We are type—125 years of St Bride Library

I have been fortunate enough to visit St Bride Library a number of times. I’ve mostly been for graphic design conferences or evening talks hosted by Eye Magazine. For the uninitiated, St Bride Library, just off Fleet Street in London, includes an events hall, a large archive of typographic, graphic design and publishing related books, and a printshop that hosts hands-on letterpress, engraving and book-binding workshops. It is so steeped in all-things print, that I am always disappointed that Swarfega doesn’t come out to the soap dispensers in the toilets whenever I have been there.

2020 sees the library celebrate its 125th year. Like most cultural organisations, this year has been a challenging one. That hasn’t dampened the St Bride team’s ambitions though, and recent months has seen a relaunch of its journal, Ultrabold, (the first issue in 4 years), and they have plans to digitise their impressive archive. To see them through this precarious time, St Bride have also launched a crowdfunding campaign with the hope of further supporting these ventures and to help secure the future of the library.

Seeking to raise £50,000, a third of that has already been raised only two weeks into the campaign . With two weeks to go though, they could do with all the extra donations they can get.

++++++++++++++++++++

> _WORK INSTRUCTIONS_
(A) What is the name of the journal that St Bride Library relaunched, according to the St Bride Library text?
(B) Reproduce the St Bride Library text word for word, everything from "2020 sees the" down to "they can get.".

> _DATA LISTING_
++++++++++++++++++++

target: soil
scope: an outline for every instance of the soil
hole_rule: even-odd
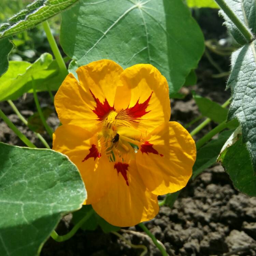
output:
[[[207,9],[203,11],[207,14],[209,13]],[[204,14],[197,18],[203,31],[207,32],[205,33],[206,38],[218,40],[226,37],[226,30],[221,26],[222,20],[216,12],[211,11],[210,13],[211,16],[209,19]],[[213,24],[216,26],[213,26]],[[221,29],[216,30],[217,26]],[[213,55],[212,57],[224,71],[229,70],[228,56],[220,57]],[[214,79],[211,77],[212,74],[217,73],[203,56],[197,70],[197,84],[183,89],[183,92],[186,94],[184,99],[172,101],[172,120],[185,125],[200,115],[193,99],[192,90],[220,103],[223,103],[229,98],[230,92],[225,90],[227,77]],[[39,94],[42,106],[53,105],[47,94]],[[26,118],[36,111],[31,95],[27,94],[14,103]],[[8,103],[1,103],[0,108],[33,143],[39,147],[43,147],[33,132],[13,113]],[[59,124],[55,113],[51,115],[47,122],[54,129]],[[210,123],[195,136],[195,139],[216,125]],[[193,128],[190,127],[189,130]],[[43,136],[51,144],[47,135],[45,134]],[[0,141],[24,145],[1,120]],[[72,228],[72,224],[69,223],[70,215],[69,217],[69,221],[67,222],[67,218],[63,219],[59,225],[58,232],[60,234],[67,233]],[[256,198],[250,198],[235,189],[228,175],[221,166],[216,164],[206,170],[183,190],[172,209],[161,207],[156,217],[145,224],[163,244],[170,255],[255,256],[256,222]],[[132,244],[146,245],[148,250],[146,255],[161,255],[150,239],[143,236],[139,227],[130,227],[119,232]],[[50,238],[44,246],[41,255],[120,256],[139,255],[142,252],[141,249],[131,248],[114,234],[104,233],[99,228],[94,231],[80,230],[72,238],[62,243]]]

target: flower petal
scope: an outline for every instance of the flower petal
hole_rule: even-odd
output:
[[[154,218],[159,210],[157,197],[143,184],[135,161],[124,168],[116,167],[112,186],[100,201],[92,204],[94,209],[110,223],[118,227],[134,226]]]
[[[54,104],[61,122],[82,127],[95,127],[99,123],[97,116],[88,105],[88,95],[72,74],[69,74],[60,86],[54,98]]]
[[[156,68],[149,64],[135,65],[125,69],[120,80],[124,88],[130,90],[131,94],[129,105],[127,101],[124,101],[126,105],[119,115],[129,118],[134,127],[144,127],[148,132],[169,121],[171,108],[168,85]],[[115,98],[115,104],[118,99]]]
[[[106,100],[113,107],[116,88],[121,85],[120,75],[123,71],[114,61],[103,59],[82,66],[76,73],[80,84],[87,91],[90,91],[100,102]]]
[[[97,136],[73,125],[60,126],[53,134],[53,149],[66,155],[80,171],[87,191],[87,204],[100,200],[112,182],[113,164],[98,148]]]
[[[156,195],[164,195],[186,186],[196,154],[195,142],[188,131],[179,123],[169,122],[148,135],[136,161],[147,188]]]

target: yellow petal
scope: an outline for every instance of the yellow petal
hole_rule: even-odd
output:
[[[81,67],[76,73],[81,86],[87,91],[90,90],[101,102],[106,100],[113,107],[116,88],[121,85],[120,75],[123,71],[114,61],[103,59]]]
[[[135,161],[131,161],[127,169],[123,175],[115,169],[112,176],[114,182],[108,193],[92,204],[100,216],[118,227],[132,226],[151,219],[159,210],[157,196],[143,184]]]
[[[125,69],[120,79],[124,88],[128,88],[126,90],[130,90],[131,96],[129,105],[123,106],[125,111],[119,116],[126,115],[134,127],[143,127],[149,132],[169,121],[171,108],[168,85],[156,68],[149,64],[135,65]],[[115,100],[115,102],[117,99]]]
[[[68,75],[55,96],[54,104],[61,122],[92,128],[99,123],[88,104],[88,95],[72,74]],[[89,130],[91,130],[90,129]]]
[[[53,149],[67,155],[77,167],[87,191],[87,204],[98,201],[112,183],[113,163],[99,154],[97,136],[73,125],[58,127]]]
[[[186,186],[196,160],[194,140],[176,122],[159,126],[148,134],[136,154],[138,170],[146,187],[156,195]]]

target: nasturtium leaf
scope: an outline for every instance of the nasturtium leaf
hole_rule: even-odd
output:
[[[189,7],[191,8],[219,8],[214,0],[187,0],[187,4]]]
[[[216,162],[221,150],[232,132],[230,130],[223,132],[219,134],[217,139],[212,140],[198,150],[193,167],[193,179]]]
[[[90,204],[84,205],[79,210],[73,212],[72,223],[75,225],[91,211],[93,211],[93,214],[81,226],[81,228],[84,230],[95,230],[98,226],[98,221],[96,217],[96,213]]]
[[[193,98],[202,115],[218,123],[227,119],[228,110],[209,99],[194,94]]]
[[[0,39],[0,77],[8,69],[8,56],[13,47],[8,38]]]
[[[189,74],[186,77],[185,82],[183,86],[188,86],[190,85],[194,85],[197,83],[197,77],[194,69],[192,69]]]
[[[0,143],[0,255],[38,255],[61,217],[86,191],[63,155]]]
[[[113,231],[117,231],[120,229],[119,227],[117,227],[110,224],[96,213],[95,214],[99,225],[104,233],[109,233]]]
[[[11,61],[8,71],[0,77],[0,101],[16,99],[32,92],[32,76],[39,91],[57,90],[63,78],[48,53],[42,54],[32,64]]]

++++++++++++++++++++

> _ANSWERS BY TASK_
(A) Ultrabold

(B)
2020 sees the library celebrate its 125th year. Like most cultural organisations, this year has been a challenging one. That hasn’t dampened the St Bride team’s ambitions though, and recent months has seen a relaunch of its journal, Ultrabold, (the first issue in 4 years), and they have plans to digitise their impressive archive. To see them through this precarious time, St Bride have also launched a crowdfunding campaign with the hope of further supporting these ventures and to help secure the future of the library.

Seeking to raise £50,000, a third of that has already been raised only two weeks into the campaign . With two weeks to go though, they could do with all the extra donations they can get.